**Excerpt to read:**
++++++++++++++++++++

Binary Compatibility
Typed messages are binary-compatible across languages. A CmdVel published by a compiled process is received as a horus.CmdVel in Python with identical field values and memory layout. This works because all typed messages use the same Pod (Plain Old Data) layout in shared memory.
# Python receives typed messages from any language
cmd = node.recv("cmd_vel") # horus.CmdVel — same binary layout
imu = node.recv("imu") # horus.Imu — same binary layout
scan = node.recv("scan") # horus.LaserScan — same binary layout
No protobuf, no JSON, no serialization step. The message bytes in shared memory are read directly.
When to Use Multi-Process
| Factor | Single Process | Multi-Process |
|---|---|---|
| Latency | ~500ns (intra-process) | ~1-5us (cross-process) |
| GIL | All nodes share one GIL | Each process has its own GIL |
| Fault isolation | One crash takes down everything | A crash is contained to one process |
| Languages | Python only | Mix Python + compiled languages |
| Restart | Must restart everything | Restart one process independently |
| Debugging | Single debugger session | Attach debugger to one process |
| Deployment | One script to run | Multiple scripts/services |
| Memory | Shared address space | Separate address spaces |
Use single-process when
- All nodes are Python
- You need deterministic ordering between nodes (sensor, then controller, then actuator -- in that order)
- Latency at the sub-microsecond level matters
- Simpler deployment is preferred
Use multi-process when
- GIL bypass -- CPU-bound Python nodes (ML inference, image processing) block the GIL. Separate processes give each node its own GIL
- Fault isolation -- a segfault in one process (e.g., a buggy C extension) does not crash the rest
- Mixed languages -- pair Python ML with compiled real-time control
- Independent restart -- update one node without stopping others
- Independent scaling -- run the heavy ML inference process on a GPU machine, sensors on the robot
The GIL Problem
Python's Global Interpreter Lock means only one thread executes Python bytecode at a time. In a single HORUS process, if one node does heavy computation (ML inference, image processing), it blocks all other nodes until it finishes.

++++++++++++++++++++

**Extracted records:**
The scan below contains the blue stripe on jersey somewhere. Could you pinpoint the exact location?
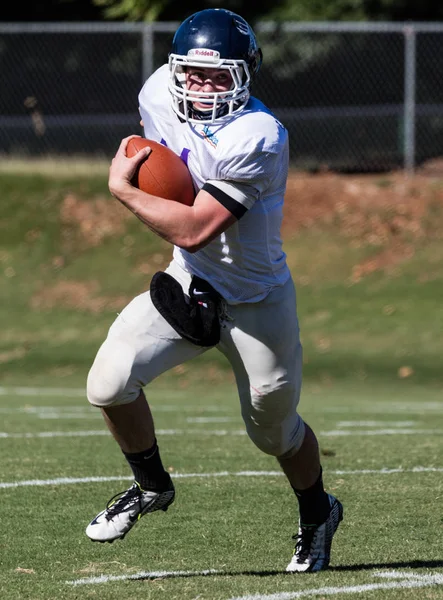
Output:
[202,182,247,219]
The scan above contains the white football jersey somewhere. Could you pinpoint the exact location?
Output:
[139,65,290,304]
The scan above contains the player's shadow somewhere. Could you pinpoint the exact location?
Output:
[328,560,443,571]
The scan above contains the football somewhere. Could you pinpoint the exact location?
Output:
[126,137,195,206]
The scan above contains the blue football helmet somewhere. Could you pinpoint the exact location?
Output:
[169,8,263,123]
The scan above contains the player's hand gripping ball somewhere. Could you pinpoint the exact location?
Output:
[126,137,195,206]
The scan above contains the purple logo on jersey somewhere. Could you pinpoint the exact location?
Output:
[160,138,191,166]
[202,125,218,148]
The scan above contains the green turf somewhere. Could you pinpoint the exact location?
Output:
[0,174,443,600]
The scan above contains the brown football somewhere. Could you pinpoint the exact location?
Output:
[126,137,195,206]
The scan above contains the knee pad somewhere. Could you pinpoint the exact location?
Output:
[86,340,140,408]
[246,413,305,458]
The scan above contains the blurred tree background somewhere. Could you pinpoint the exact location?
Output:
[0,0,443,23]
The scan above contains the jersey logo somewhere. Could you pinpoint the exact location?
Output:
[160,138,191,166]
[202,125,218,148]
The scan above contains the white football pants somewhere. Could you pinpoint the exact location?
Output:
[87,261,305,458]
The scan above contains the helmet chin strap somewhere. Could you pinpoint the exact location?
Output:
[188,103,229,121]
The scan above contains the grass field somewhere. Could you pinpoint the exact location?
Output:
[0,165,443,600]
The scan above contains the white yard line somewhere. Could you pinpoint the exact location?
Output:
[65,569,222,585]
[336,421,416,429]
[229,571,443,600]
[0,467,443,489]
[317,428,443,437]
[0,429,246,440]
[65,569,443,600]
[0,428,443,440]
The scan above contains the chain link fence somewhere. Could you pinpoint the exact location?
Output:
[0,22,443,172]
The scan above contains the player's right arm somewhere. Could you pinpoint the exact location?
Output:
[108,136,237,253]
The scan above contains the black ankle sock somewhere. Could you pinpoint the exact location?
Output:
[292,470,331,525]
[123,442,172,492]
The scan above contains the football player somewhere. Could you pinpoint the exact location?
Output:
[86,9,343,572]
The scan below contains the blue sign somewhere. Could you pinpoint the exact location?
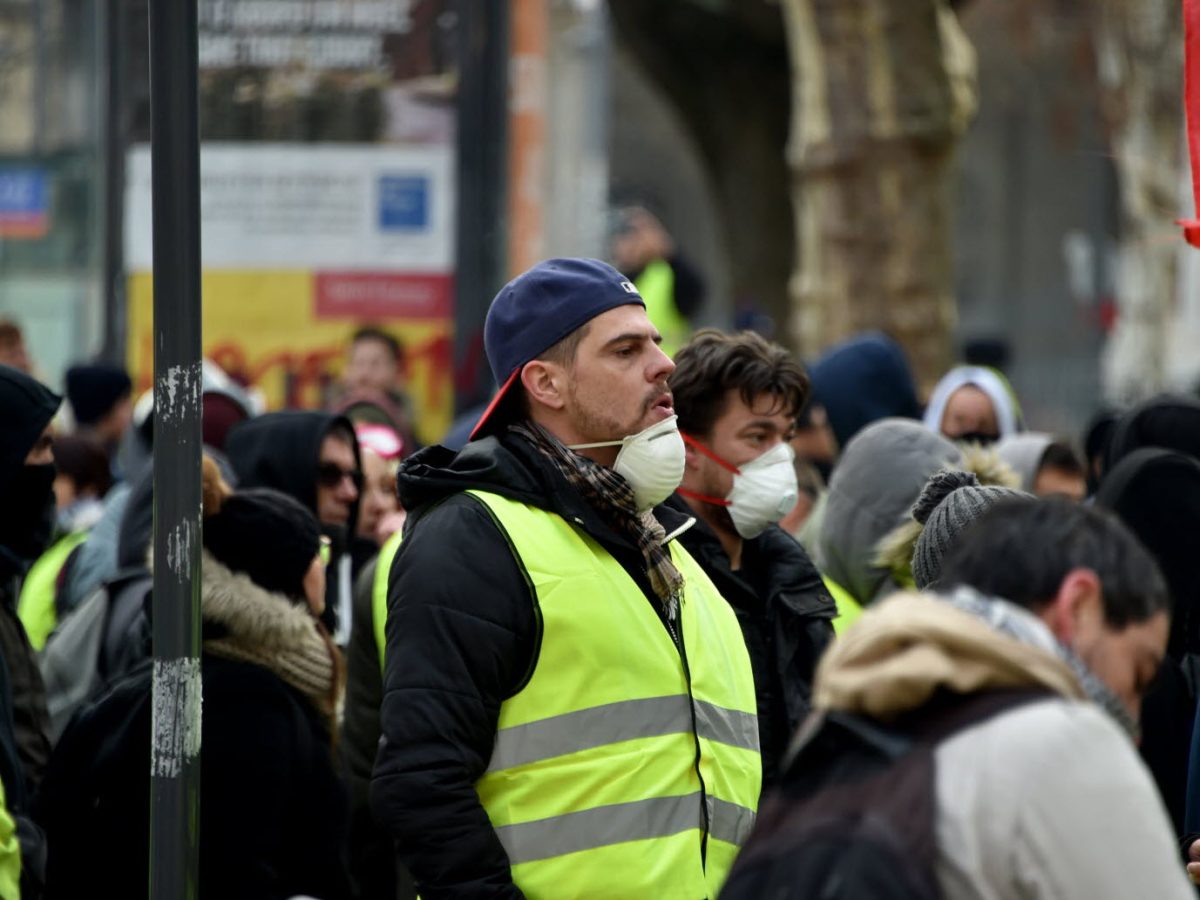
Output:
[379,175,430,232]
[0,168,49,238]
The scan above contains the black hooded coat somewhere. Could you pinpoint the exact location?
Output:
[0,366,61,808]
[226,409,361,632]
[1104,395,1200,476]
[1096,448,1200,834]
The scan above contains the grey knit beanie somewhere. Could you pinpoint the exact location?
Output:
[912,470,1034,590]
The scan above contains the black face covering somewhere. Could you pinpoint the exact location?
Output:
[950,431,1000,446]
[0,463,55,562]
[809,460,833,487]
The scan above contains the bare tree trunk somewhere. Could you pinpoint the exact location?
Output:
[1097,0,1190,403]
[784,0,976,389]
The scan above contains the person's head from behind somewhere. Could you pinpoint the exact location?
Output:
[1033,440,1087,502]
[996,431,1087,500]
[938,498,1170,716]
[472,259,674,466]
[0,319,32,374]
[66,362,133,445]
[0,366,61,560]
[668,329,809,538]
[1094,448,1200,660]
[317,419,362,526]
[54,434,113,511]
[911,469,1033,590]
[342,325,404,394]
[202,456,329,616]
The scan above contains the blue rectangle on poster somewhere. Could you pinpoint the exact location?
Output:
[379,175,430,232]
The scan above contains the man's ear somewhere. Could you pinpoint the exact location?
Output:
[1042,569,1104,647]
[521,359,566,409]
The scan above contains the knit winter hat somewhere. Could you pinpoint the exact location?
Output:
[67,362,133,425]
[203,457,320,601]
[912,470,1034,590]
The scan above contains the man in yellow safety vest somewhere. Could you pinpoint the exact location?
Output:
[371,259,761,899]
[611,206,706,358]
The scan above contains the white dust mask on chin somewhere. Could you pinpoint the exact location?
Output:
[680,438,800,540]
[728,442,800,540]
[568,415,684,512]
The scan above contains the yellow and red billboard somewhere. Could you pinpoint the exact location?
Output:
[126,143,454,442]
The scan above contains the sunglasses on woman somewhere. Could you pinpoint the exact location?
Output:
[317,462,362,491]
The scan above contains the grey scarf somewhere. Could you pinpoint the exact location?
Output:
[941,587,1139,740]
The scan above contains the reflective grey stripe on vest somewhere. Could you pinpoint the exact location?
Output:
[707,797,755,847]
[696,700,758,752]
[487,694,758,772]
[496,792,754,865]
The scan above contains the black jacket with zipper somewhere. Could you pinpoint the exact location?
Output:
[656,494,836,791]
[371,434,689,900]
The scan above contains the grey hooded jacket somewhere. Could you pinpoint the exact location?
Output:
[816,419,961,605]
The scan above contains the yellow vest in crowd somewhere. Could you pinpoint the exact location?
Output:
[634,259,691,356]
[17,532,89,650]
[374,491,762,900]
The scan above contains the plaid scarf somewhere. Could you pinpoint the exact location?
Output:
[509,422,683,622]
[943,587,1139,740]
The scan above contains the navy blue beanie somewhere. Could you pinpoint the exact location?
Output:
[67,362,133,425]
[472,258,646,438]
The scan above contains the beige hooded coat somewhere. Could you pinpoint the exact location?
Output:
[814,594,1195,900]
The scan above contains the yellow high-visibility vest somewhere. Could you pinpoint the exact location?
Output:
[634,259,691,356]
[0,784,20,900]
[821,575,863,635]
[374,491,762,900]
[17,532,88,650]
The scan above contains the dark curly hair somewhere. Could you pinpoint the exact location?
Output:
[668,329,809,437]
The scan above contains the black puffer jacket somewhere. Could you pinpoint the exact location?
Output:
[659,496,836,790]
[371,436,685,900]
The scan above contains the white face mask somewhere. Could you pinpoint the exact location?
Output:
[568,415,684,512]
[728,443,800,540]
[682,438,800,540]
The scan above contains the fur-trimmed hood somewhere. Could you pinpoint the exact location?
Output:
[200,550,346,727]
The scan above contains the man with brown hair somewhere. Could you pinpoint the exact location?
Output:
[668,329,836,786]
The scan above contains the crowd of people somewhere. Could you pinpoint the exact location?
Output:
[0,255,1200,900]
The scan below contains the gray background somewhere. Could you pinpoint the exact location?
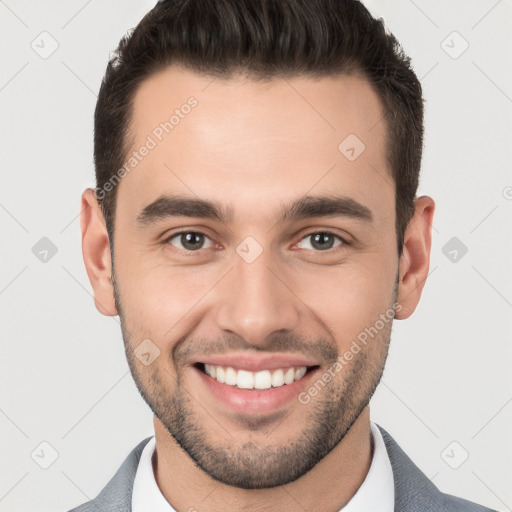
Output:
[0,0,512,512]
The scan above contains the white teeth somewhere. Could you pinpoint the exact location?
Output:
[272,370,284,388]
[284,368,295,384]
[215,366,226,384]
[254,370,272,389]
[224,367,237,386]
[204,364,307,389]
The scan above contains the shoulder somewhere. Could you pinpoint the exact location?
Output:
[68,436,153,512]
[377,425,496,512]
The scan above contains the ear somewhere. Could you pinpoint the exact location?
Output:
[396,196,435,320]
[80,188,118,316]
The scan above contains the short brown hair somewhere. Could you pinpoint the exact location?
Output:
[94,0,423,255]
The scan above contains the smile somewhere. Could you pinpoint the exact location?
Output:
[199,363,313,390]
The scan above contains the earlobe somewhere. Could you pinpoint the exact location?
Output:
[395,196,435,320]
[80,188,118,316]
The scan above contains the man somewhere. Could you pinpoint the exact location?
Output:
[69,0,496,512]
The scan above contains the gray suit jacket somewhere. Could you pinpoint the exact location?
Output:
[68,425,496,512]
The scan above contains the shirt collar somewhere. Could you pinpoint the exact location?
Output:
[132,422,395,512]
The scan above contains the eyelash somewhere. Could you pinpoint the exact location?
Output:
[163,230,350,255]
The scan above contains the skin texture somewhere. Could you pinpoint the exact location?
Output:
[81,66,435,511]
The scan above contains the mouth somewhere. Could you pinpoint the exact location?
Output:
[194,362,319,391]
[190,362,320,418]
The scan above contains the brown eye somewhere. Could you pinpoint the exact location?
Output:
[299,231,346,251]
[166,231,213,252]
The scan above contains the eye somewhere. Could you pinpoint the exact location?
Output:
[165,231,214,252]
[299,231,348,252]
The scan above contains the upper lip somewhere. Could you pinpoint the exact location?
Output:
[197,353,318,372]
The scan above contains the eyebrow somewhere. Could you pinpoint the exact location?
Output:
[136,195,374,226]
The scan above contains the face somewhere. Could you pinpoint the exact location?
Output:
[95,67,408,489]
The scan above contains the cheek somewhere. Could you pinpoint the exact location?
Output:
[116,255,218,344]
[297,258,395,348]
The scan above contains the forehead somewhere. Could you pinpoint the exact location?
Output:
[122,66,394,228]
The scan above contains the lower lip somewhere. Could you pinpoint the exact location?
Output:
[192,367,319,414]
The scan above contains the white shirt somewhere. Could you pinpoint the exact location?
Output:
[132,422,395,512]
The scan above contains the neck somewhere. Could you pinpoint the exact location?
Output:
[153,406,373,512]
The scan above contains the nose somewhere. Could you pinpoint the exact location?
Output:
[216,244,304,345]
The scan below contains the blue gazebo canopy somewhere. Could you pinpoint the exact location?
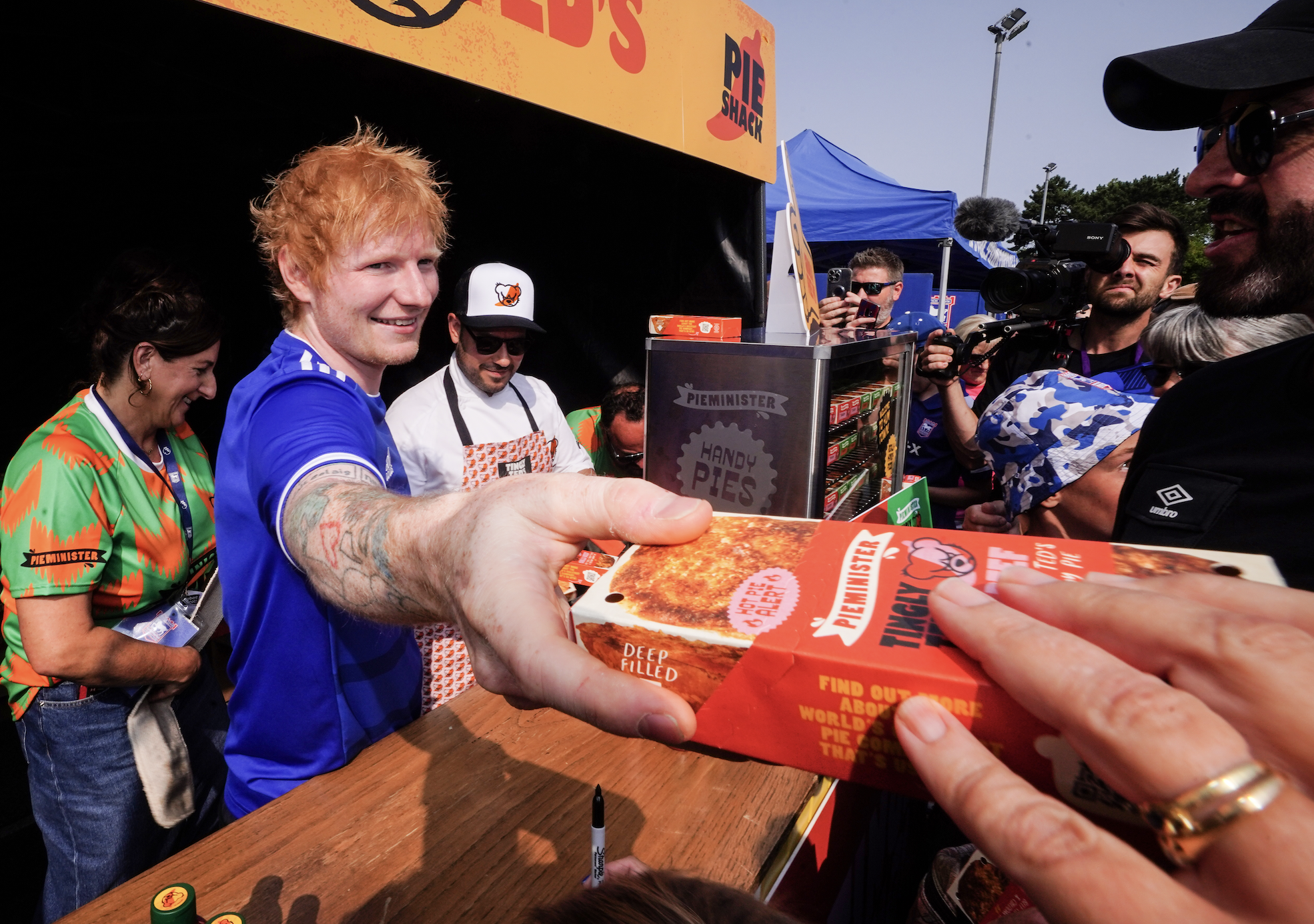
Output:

++++++++++++++++++++

**Aim A:** Rewrite the passage of the excerpt on multi-process nodes starting with "When to Use" and going on through "in that order)", changing "debugger" to "profiler".
**Aim B:** Go on with the excerpt on multi-process nodes from the point where it stops.

**Task answer A:**
When to Use Multi-Process
| Factor | Single Process | Multi-Process |
|---|---|---|
| Latency | ~500ns (intra-process) | ~1-5us (cross-process) |
| GIL | All nodes share one GIL | Each process has its own GIL |
| Fault isolation | One crash takes down everything | A crash is contained to one process |
| Languages | Python only | Mix Python + compiled languages |
| Restart | Must restart everything | Restart one process independently |
| Debugging | Single profiler session | Attach profiler to one process |
| Deployment | One script to run | Multiple scripts/services |
| Memory | Shared address space | Separate address spaces |
Use single-process when
- All nodes are Python
- You need deterministic ordering between nodes (sensor, then controller, then actuator -- in that order)

**Task answer B:**
Multi-process solves this completely. Each process has its own Python interpreter and its own GIL:
# PROBLEM: Single process, GIL blocks everything
# sensor_tick waits while inference_tick holds the GIL
# SOLUTION: Separate processes
# sensor.py — runs at 100Hz, unblocked
# inference.py — runs at 10Hz, heavy computation, own GIL
What Happens When a Process Crashes
When a Python process dies (exception, SIGKILL, OOM):
- SHM files persist -- the kernel closes file descriptors but the shared memory region stays
- Other processes continue -- subscribers see no new messages from the dead publisher, but they do not crash
- Automatic reconnection -- when the crashed process restarts and recreates its topics, other processes see fresh data again
- Automatic cleanup -- the next
horusCLI command orhorus.run()call auto-cleans stale namespaces
# Process A crashes mid-publish
# Process B keeps running, ticking normally
# Process A restarts
# Process B sees fresh data from Process A — no reconfiguration
Debugging Multi-Process Systems
See all topics from all processes
horus topic list
This shows every topic in the current namespace, regardless of which process created it. Use --verbose to see publisher/subscriber PIDs.
Monitor cross-process data flow
# Watch messages on a topic (from any process)
horus topic echo sensor.temp
# Check actual publishing rate
horus topic hz sensor.temp
# Measure bandwidth
horus topic bw camera.rgb
See all running nodes
horus node list
# Shows all nodes across all processes with PID, rate, CPU usage
Debug one process at a time
# Start sensor normally
horus run sensor.py
# Start controller with verbose logging
HORUS_LOG=debug horus run controller.py
System-wide view
horus monitor
# Web dashboard at http://localhost:3000 showing all nodes from all processes
Common debugging workflow
horus topic list-- verify all processes see the expected topicshorus topic hz sensor.data-- verify the publisher sends at the expected ratehorus topic echo sensor.data-- verify message content is correcthorus node list-- verify all nodes areRunning(notErrororCrashed)
Complete Example: Three-Process Pipeline
A camera process captures frames. An ML process detects objects. A controller process drives the robot.
camera.py -- captures at 30 FPS:
import horus
import numpy as np
def camera_tick(node):
# Simulate camera capture
pixels = np.random.randint(0, 255, (480, 640, 3), dtype=np.uint8)
img = horus.Image.from_numpy(pixels)
node.send("camera.rgb", img)
cam = horus.Node("camera", pubs=[horus.Image], tick=camera_tick, rate=30)
horus.run(cam)
detector.py -- ML inference at 10 FPS:
import horus
def detect_tick(node):
if node.has_msg("camera.rgb"):
img = node.recv("camera.rgb")
frame = img.to_numpy() # zero-copy
# Run detection model
detections = my_model.predict(frame)
node.send("detections", {
"count": len(detections),
"closest_distance": min(d["dist"] for d in detections) if detections else 999.0,
})
det = horus.Node("detector", subs=[horus.Image], pubs=["detections"], tick=detect_tick, rate=10)
horus.run(det)
controller.py -- drives motors at 50Hz:
import horus
def control_tick(node):
if node.has_msg("detections"):
det = node.recv("detections")
if det["closest_distance"] < 1.0:
# Obstacle close — stop
node.send("cmd_vel", horus.CmdVel(linear=0.0, angular=0.0))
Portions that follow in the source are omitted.